▶ [EXERCISE PASSAGE]
···

But this past weekend I was offered a ticket to join my friends and their kids to see the new Mario movie, which I was excited for. I love Mario. They told me we were seeing it in 4DX, and I clearly had no idea what that was because had I known there's no way I would have agreed to it. Am I the only person on the planet who has never seen a movie in 4DX? It's possible. Once we sat in our seats, my friend's son asked me if I ever had seen a movie this way, and when I said no he immediately started laughing. I thought that was weird because ya know, it's a movie. How different could it be? I've seen 3D movies before so wearing the glasses was whatever, but boy was I wrong.

The way those seats shake/vibrate/rock during those movies is absolutely awful. It ruined the entire experience for me. Not only does it not really match what you see on the screen, it's wildly distracting. I'm not there to ride a rollercoaster, I'm there to enjoy being on another planet mentally and watch some Mario. Not only that, but there was this feature on the arm rest about water? That was confusing until there was a scene with water and then mist started coming down from the ceiling. Fuuuuuuck that. 

So I'm asking you all. Am I alone here? Is this the final stage of "turning into an old" where I can't even enjoy the movies? It was essentially 90 straight minutes of constant shaking and dipping and mist. I thought I was going to vomit, which is also very concerning. I walked out of that movie wondering why anyone would willingly sign up for that experience. To be honest I don't even remember what happened because I was so fixated on being tossed around in my seat. Not only that, but the seats didn't recline so you can't even put your feet up! What kind of shit is that? 

Obviously, my friend's kids loved it, but they are children. That's when I thought I might just be cooked. Maybe everyone else actually likes this stuff and I'm now just that grumpy old guy in the back half of his 30s that is just stuck in his ways, which would be very depressing.

So tell me. Am I crazy? Am I just an old now? If so, what's the AARP process and who do I need to talk to to get that started.

···

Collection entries

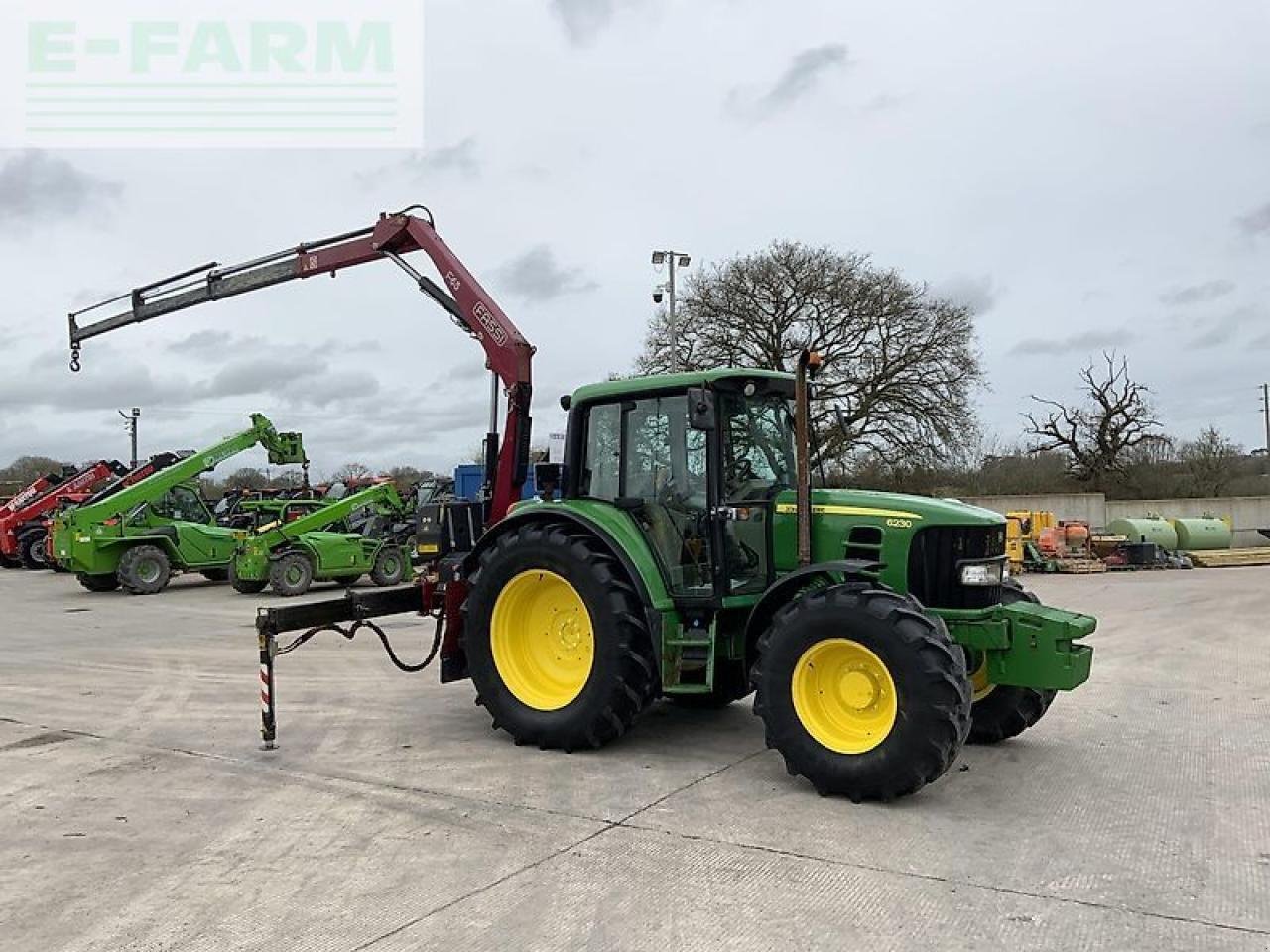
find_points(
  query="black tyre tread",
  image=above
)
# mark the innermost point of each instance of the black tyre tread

···

▶ [EXERCISE AIM] Reproduce the part of the 4DX movie post between "The way those" and "ceiling. Fuuuuuuck that.", inclusive. The listing comes from a separate source.

▶ [EXERCISE RESULT]
The way those seats shake/vibrate/rock during those movies is absolutely awful. It ruined the entire experience for me. Not only does it not really match what you see on the screen, it's wildly distracting. I'm not there to ride a rollercoaster, I'm there to enjoy being on another planet mentally and watch some Mario. Not only that, but there was this feature on the arm rest about water? That was confusing until there was a scene with water and then mist started coming down from the ceiling. Fuuuuuuck that.